Gather every line in the items below that contains the string "dark", treating uppercase and lowercase letters as different.
─── Materials provided
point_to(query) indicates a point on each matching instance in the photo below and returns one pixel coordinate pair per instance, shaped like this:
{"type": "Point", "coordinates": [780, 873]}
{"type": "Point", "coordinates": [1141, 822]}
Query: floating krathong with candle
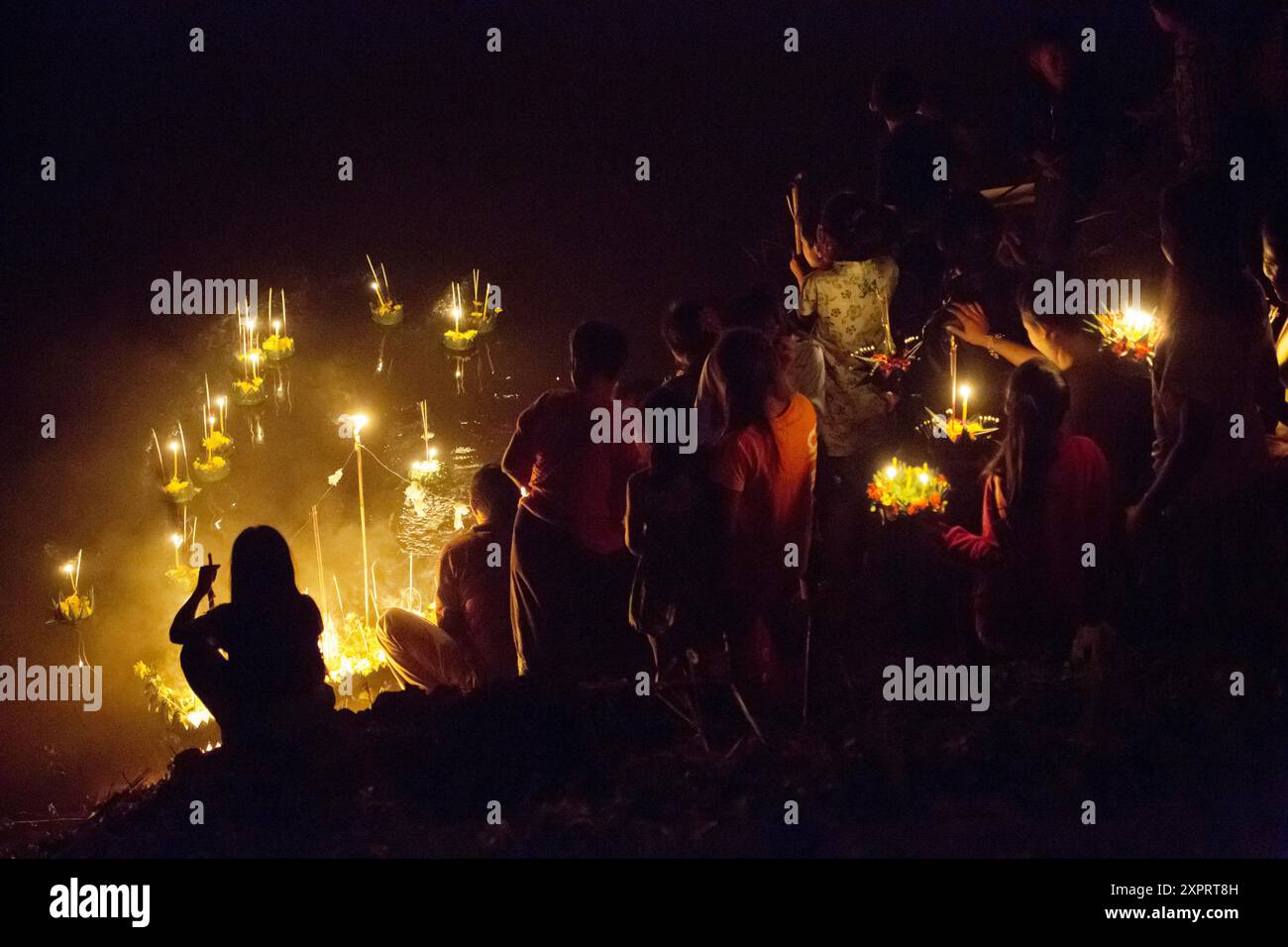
{"type": "Point", "coordinates": [180, 575]}
{"type": "Point", "coordinates": [176, 489]}
{"type": "Point", "coordinates": [73, 607]}
{"type": "Point", "coordinates": [888, 365]}
{"type": "Point", "coordinates": [902, 489]}
{"type": "Point", "coordinates": [483, 315]}
{"type": "Point", "coordinates": [956, 428]}
{"type": "Point", "coordinates": [250, 390]}
{"type": "Point", "coordinates": [430, 470]}
{"type": "Point", "coordinates": [1128, 333]}
{"type": "Point", "coordinates": [384, 309]}
{"type": "Point", "coordinates": [213, 470]}
{"type": "Point", "coordinates": [278, 347]}
{"type": "Point", "coordinates": [455, 338]}
{"type": "Point", "coordinates": [178, 705]}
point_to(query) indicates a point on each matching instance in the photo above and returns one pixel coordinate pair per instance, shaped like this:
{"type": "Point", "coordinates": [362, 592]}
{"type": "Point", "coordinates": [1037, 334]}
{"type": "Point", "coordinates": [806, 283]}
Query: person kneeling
{"type": "Point", "coordinates": [472, 643]}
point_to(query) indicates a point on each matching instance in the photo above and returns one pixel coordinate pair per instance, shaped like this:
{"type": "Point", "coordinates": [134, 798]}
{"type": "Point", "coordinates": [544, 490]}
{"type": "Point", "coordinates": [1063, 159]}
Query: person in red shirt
{"type": "Point", "coordinates": [472, 643]}
{"type": "Point", "coordinates": [764, 470]}
{"type": "Point", "coordinates": [1047, 508]}
{"type": "Point", "coordinates": [571, 571]}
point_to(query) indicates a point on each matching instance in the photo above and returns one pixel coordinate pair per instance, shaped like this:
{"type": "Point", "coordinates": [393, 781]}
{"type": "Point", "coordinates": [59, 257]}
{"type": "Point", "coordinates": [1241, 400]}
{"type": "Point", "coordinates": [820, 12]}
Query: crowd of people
{"type": "Point", "coordinates": [755, 560]}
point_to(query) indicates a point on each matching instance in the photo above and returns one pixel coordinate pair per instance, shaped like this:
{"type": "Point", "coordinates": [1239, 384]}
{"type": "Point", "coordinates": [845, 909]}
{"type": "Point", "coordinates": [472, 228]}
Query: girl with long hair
{"type": "Point", "coordinates": [1046, 521]}
{"type": "Point", "coordinates": [270, 685]}
{"type": "Point", "coordinates": [763, 471]}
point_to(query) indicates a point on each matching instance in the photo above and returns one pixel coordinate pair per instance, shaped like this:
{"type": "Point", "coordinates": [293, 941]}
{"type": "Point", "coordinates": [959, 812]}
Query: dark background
{"type": "Point", "coordinates": [223, 163]}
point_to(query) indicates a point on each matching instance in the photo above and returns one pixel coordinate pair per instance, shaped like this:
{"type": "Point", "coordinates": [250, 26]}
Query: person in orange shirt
{"type": "Point", "coordinates": [570, 569]}
{"type": "Point", "coordinates": [763, 470]}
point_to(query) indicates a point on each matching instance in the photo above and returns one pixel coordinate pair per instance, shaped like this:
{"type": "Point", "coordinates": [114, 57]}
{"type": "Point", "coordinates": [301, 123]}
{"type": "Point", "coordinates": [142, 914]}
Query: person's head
{"type": "Point", "coordinates": [1055, 335]}
{"type": "Point", "coordinates": [263, 574]}
{"type": "Point", "coordinates": [687, 335]}
{"type": "Point", "coordinates": [896, 95]}
{"type": "Point", "coordinates": [1037, 399]}
{"type": "Point", "coordinates": [853, 228]}
{"type": "Point", "coordinates": [597, 352]}
{"type": "Point", "coordinates": [1274, 250]}
{"type": "Point", "coordinates": [1051, 59]}
{"type": "Point", "coordinates": [747, 376]}
{"type": "Point", "coordinates": [493, 496]}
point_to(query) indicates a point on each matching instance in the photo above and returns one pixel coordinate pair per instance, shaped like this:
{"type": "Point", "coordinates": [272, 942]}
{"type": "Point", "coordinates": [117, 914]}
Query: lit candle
{"type": "Point", "coordinates": [952, 372]}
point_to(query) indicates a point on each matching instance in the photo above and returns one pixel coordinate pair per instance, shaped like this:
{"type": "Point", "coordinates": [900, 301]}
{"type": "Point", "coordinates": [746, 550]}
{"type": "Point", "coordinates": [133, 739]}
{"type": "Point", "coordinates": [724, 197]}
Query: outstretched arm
{"type": "Point", "coordinates": [185, 628]}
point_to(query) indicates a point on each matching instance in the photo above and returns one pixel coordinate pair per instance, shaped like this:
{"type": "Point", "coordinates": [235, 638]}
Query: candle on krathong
{"type": "Point", "coordinates": [952, 375]}
{"type": "Point", "coordinates": [907, 489]}
{"type": "Point", "coordinates": [375, 281]}
{"type": "Point", "coordinates": [360, 421]}
{"type": "Point", "coordinates": [183, 444]}
{"type": "Point", "coordinates": [1131, 333]}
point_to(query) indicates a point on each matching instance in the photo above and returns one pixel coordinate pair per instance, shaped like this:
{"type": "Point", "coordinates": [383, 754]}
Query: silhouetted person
{"type": "Point", "coordinates": [472, 643]}
{"type": "Point", "coordinates": [1046, 496]}
{"type": "Point", "coordinates": [763, 470]}
{"type": "Point", "coordinates": [1205, 513]}
{"type": "Point", "coordinates": [669, 528]}
{"type": "Point", "coordinates": [270, 686]}
{"type": "Point", "coordinates": [1065, 146]}
{"type": "Point", "coordinates": [571, 571]}
{"type": "Point", "coordinates": [687, 335]}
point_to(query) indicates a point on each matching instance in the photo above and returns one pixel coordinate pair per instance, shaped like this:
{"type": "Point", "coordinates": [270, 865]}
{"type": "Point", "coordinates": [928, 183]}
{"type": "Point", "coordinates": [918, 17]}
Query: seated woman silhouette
{"type": "Point", "coordinates": [256, 661]}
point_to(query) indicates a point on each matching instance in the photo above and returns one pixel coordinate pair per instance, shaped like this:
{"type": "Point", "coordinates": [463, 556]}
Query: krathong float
{"type": "Point", "coordinates": [902, 489]}
{"type": "Point", "coordinates": [887, 365]}
{"type": "Point", "coordinates": [956, 428]}
{"type": "Point", "coordinates": [250, 389]}
{"type": "Point", "coordinates": [73, 607]}
{"type": "Point", "coordinates": [454, 338]}
{"type": "Point", "coordinates": [176, 489]}
{"type": "Point", "coordinates": [385, 309]}
{"type": "Point", "coordinates": [278, 347]}
{"type": "Point", "coordinates": [1128, 333]}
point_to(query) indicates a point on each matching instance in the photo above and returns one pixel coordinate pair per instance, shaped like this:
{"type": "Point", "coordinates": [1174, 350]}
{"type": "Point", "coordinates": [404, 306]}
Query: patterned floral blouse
{"type": "Point", "coordinates": [851, 300]}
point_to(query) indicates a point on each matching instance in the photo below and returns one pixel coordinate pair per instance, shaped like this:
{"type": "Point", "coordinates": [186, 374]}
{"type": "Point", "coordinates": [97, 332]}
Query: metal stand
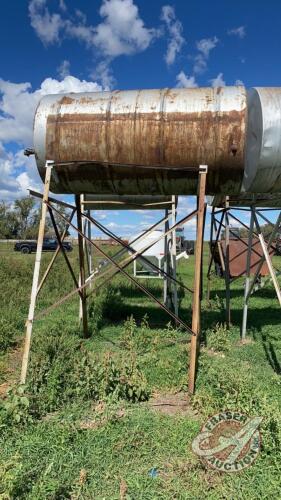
{"type": "Point", "coordinates": [115, 264]}
{"type": "Point", "coordinates": [29, 322]}
{"type": "Point", "coordinates": [262, 255]}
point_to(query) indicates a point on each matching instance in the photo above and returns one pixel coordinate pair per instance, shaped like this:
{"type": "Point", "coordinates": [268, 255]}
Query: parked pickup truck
{"type": "Point", "coordinates": [49, 244]}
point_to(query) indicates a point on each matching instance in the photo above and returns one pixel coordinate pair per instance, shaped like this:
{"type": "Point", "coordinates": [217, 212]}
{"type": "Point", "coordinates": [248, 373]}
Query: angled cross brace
{"type": "Point", "coordinates": [138, 254]}
{"type": "Point", "coordinates": [83, 285]}
{"type": "Point", "coordinates": [52, 261]}
{"type": "Point", "coordinates": [81, 289]}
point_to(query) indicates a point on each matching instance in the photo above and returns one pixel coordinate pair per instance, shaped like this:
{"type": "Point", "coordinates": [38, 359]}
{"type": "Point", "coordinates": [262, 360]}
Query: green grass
{"type": "Point", "coordinates": [51, 454]}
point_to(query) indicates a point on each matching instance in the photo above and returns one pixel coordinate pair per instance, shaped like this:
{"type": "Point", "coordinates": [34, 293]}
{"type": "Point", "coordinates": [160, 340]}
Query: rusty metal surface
{"type": "Point", "coordinates": [113, 202]}
{"type": "Point", "coordinates": [265, 200]}
{"type": "Point", "coordinates": [139, 142]}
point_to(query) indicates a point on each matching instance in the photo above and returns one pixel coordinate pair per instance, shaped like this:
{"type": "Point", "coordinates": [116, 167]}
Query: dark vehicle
{"type": "Point", "coordinates": [49, 244]}
{"type": "Point", "coordinates": [188, 246]}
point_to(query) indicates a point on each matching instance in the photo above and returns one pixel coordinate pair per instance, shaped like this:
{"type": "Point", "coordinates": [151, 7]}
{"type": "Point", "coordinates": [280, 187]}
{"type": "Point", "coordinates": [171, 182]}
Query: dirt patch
{"type": "Point", "coordinates": [172, 404]}
{"type": "Point", "coordinates": [100, 417]}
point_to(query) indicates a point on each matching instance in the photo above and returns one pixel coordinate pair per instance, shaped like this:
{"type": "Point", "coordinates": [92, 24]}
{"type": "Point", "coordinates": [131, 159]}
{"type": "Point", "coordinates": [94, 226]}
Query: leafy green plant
{"type": "Point", "coordinates": [15, 408]}
{"type": "Point", "coordinates": [8, 333]}
{"type": "Point", "coordinates": [107, 305]}
{"type": "Point", "coordinates": [218, 338]}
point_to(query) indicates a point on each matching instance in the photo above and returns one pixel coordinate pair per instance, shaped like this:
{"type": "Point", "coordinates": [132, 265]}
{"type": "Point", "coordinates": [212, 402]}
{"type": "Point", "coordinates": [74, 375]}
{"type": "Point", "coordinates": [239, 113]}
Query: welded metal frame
{"type": "Point", "coordinates": [48, 203]}
{"type": "Point", "coordinates": [254, 231]}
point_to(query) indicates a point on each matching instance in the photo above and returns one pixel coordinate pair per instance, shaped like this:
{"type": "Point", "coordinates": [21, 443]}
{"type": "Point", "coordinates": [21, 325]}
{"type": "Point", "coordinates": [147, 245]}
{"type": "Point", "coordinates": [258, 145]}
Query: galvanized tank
{"type": "Point", "coordinates": [263, 142]}
{"type": "Point", "coordinates": [114, 202]}
{"type": "Point", "coordinates": [142, 142]}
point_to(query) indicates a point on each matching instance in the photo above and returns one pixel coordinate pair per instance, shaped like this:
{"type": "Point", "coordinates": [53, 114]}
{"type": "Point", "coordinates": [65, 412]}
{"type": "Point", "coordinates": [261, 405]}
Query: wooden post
{"type": "Point", "coordinates": [83, 317]}
{"type": "Point", "coordinates": [210, 256]}
{"type": "Point", "coordinates": [36, 274]}
{"type": "Point", "coordinates": [226, 271]}
{"type": "Point", "coordinates": [196, 306]}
──────
__Solution to this task__:
Query: dark background
Query: dark vehicle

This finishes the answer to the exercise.